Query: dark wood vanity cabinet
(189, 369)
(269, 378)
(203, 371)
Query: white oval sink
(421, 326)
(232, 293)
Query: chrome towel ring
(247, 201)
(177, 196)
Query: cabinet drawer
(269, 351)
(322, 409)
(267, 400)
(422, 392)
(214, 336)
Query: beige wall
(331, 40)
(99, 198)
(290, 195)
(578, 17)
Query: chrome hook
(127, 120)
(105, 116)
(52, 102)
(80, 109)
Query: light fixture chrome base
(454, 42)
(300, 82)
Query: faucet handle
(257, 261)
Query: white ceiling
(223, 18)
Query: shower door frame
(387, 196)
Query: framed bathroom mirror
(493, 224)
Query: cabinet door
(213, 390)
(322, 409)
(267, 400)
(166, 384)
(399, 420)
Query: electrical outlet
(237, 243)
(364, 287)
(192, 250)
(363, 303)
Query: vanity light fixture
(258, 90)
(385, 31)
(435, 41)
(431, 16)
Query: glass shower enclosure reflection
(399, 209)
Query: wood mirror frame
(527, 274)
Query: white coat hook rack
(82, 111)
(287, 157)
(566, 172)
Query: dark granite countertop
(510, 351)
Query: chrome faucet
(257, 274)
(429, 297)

*-*-*

- **What the exercise asks**
Put every line of the material above into a Markdown table with the columns "No." and "Entry", numbering each line in order and leaving out blank lines.

- **Correct response**
| No. | Entry |
|---|---|
| 1 | Query: dark wood vanity cabinet |
| 2 | (189, 369) |
| 3 | (269, 378) |
| 4 | (203, 371) |
| 5 | Query: white oval sink |
| 6 | (421, 326) |
| 7 | (232, 293) |
| 8 | Query: chrome towel ring |
| 9 | (247, 201) |
| 10 | (177, 196) |
| 11 | Query: cabinet drawer |
| 12 | (269, 351) |
| 13 | (322, 409) |
| 14 | (267, 400) |
| 15 | (422, 392) |
| 16 | (214, 336) |
| 17 | Query: beige wall |
| 18 | (331, 40) |
| 19 | (99, 198) |
| 20 | (290, 195) |
| 21 | (578, 17) |
| 22 | Query: chrome hook |
| 23 | (127, 120) |
| 24 | (105, 116) |
| 25 | (52, 102) |
| 26 | (80, 109) |
| 27 | Query: light fixture chrome base |
| 28 | (454, 42) |
| 29 | (300, 82) |
| 30 | Query: faucet handle |
| 31 | (257, 261) |
| 32 | Query: white ceiling |
| 33 | (223, 18) |
| 34 | Query: shower door frame |
| 35 | (387, 196) |
| 36 | Query: framed bathroom mirror |
| 37 | (493, 224) |
| 38 | Query: cabinet door |
| 39 | (213, 390) |
| 40 | (322, 409) |
| 41 | (267, 400) |
| 42 | (166, 384) |
| 43 | (399, 420) |
| 44 | Query: electrical outlet |
| 45 | (237, 243) |
| 46 | (364, 287) |
| 47 | (192, 250) |
| 48 | (363, 303) |
| 49 | Query: vanity light fixture |
| 50 | (258, 90) |
| 51 | (385, 31) |
| 52 | (435, 41) |
| 53 | (431, 16) |
| 54 | Query: glass shower enclosure reflection |
| 55 | (399, 209) |
| 56 | Query: wood mirror frame |
| 57 | (527, 274) |
| 58 | Query: white coat hook rack |
| 59 | (82, 111) |
| 60 | (287, 157) |
| 61 | (566, 172) |
| 62 | Query: dark granite countertop |
| 63 | (510, 351) |
| 64 | Query: chrome faucet |
| 65 | (257, 274) |
| 66 | (429, 297) |